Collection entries
★ ★ ★
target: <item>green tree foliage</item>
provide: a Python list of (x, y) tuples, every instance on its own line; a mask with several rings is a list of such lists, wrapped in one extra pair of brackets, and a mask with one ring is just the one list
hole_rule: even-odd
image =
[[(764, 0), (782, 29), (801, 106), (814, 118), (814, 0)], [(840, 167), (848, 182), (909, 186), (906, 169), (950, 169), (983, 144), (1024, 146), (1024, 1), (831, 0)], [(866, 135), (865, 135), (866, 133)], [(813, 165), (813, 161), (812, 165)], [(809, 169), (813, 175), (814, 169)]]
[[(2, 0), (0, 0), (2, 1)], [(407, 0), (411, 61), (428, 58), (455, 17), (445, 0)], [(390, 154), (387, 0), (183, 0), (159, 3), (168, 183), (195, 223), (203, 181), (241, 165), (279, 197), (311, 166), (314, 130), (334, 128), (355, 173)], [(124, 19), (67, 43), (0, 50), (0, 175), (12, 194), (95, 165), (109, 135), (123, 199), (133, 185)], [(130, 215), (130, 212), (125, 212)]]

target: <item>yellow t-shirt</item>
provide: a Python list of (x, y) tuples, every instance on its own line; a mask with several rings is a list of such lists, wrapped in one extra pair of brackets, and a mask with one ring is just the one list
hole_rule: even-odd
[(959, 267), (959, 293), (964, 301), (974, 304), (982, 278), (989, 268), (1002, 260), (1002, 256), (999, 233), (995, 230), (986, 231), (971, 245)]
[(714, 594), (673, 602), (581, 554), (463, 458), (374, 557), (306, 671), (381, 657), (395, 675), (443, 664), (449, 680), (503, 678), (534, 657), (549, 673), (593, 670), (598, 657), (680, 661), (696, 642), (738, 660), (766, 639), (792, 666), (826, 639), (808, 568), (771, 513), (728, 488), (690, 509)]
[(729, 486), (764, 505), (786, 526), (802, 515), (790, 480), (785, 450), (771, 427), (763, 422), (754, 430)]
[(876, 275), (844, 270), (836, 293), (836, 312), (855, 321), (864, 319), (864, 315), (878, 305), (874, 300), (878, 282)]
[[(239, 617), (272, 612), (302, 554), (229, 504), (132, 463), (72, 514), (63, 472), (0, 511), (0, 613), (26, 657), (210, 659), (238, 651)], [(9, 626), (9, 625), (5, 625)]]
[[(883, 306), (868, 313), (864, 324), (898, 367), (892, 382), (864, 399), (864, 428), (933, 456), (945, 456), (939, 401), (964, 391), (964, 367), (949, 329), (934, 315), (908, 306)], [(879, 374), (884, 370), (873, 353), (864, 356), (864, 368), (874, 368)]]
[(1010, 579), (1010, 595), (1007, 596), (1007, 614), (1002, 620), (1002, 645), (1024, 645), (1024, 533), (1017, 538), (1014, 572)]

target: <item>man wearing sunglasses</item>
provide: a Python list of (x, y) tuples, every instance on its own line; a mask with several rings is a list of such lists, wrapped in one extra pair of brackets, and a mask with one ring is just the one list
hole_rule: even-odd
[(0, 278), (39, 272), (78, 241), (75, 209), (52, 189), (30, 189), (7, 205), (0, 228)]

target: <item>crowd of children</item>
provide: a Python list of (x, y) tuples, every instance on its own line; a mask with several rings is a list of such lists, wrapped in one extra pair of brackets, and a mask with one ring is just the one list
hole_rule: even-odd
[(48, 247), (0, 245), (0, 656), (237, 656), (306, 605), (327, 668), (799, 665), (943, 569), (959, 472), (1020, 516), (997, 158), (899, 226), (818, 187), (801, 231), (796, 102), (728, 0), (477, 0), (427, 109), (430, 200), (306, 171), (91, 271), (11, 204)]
★ ★ ★
• **EXERCISE BRIEF**:
Rewrite all the rows above as a numbered list, leaving out the blank lines.

• **EXERCISE SOLUTION**:
1. target: <item>green tree foliage</item>
2. provide: a Python list of (x, y) tuples, every instance on its own line; a mask with several rings is a list of such lists, wrapped in one extra pair of brackets, and a mask with one ring is just the one list
3. hole_rule: even-odd
4. image =
5. [[(764, 0), (782, 29), (801, 106), (814, 118), (814, 0)], [(840, 167), (848, 182), (909, 186), (906, 169), (950, 169), (983, 144), (1024, 146), (1024, 1), (831, 0)], [(866, 135), (865, 135), (866, 133)], [(813, 165), (813, 161), (812, 165)], [(809, 169), (813, 175), (814, 169)]]
6. [[(2, 0), (0, 0), (2, 1)], [(407, 0), (411, 61), (428, 58), (455, 17), (445, 0)], [(390, 154), (387, 0), (183, 0), (159, 3), (168, 183), (195, 223), (203, 181), (241, 165), (279, 197), (311, 166), (314, 130), (334, 128), (355, 173)], [(124, 19), (67, 43), (0, 50), (0, 175), (12, 194), (95, 165), (109, 135), (123, 199), (133, 185)], [(130, 215), (130, 212), (125, 212)]]
7. target: <item>yellow t-shirt</item>
8. provide: a Python list of (x, y) tuples, every instance on its own line; a mask with several rings is a list of such lists, wrapped in one extra pair of brackets, and a mask with one ring is just the one list
9. hole_rule: even-odd
10. [(959, 267), (959, 293), (964, 301), (974, 304), (982, 278), (989, 268), (1002, 260), (1002, 256), (999, 233), (995, 230), (986, 231), (971, 245)]
11. [(714, 594), (673, 602), (581, 554), (463, 458), (374, 557), (306, 671), (381, 657), (395, 675), (443, 664), (449, 680), (503, 678), (534, 657), (549, 673), (593, 670), (598, 657), (680, 661), (696, 642), (738, 660), (766, 639), (792, 666), (826, 639), (808, 568), (771, 513), (728, 488), (690, 509)]
12. [(729, 486), (764, 505), (786, 526), (802, 515), (790, 480), (785, 450), (771, 427), (763, 422), (754, 430)]
13. [(876, 275), (844, 270), (836, 293), (836, 312), (855, 321), (864, 319), (864, 315), (878, 305), (874, 300), (878, 282)]
14. [[(239, 617), (272, 612), (302, 554), (229, 504), (132, 463), (72, 514), (63, 472), (0, 511), (0, 613), (26, 657), (210, 659), (238, 651)], [(9, 626), (9, 625), (5, 625)]]
15. [[(883, 306), (868, 313), (864, 324), (898, 367), (892, 382), (864, 399), (864, 428), (933, 456), (945, 456), (939, 401), (964, 391), (964, 367), (949, 329), (934, 315), (908, 306)], [(879, 374), (884, 370), (873, 353), (864, 356), (864, 368), (874, 368)]]
16. [(1010, 579), (1010, 595), (1007, 596), (1007, 614), (1002, 620), (1002, 645), (1024, 645), (1024, 533), (1017, 538), (1014, 572)]
17. target: <item>man wearing sunglasses</item>
18. provide: a Python list of (x, y) tuples, every instance on its own line; a mask with several rings is a list of such lists, wrapped in one extra pair of brackets, and a mask with one ring is just the one list
19. hole_rule: even-odd
20. [(0, 278), (39, 272), (78, 241), (75, 209), (52, 189), (30, 189), (7, 205), (0, 228)]
21. target: <item>crowd of children</item>
22. provide: a Python list of (x, y) tuples, every instance on its own line; a mask with several rings is a list of such lists, wrapped in one extra pair of brackets, and a mask with one ring is just the one list
23. hole_rule: even-odd
24. [(48, 247), (0, 245), (0, 656), (237, 656), (306, 605), (327, 668), (799, 665), (943, 569), (959, 472), (1020, 516), (997, 158), (899, 226), (818, 187), (801, 231), (796, 102), (728, 0), (477, 0), (427, 109), (430, 200), (306, 171), (91, 271), (11, 204)]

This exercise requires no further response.